Go through the lines below. Copy those with "Target".
*** Opening of DATA IN THIS EXERCISE ***
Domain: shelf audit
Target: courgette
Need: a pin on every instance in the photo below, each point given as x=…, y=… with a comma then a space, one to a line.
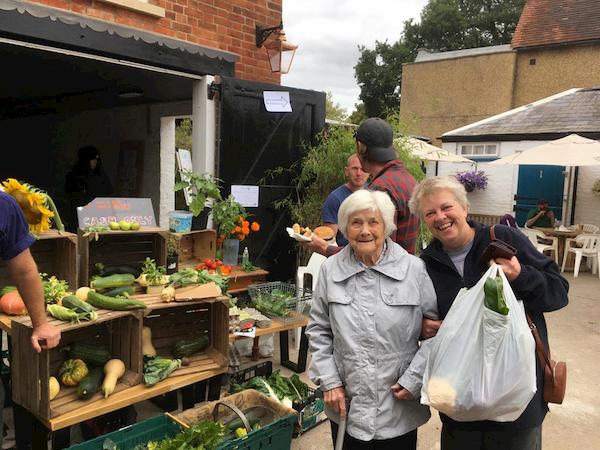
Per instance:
x=114, y=303
x=91, y=354
x=72, y=302
x=189, y=347
x=106, y=270
x=122, y=291
x=90, y=384
x=112, y=281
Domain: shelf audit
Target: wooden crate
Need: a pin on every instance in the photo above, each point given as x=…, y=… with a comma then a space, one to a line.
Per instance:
x=120, y=331
x=195, y=246
x=55, y=254
x=172, y=322
x=121, y=248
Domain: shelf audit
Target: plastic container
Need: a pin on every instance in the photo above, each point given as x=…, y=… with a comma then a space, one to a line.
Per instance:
x=180, y=221
x=153, y=429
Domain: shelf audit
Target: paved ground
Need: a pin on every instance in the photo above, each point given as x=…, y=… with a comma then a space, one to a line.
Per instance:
x=575, y=338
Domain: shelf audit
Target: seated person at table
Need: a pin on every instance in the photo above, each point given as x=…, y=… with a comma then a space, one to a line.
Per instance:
x=541, y=216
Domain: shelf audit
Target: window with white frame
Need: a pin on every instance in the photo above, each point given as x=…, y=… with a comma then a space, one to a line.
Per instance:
x=480, y=149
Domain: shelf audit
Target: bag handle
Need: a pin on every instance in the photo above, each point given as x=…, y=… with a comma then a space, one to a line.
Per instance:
x=539, y=346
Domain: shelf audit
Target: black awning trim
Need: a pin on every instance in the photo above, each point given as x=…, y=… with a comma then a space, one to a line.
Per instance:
x=59, y=28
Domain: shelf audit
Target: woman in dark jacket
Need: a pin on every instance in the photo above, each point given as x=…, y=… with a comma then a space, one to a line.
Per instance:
x=86, y=181
x=452, y=261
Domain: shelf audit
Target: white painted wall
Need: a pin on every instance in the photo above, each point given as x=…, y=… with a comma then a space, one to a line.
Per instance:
x=497, y=199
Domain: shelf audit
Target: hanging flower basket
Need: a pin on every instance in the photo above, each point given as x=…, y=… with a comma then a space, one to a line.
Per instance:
x=473, y=179
x=596, y=188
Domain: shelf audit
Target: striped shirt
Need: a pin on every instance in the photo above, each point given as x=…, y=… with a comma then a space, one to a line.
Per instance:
x=395, y=180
*** Close of DATA IN THIS EXERCISE ***
(EXERCISE RESULT)
Target: courgette
Target: wooden crate
Target: plastic container
Target: paved ground
Target: seated person at table
Target: window with white frame
Target: bag handle
Target: black awning trim
Target: woman in dark jacket
Target: white painted wall
Target: hanging flower basket
Target: striped shirt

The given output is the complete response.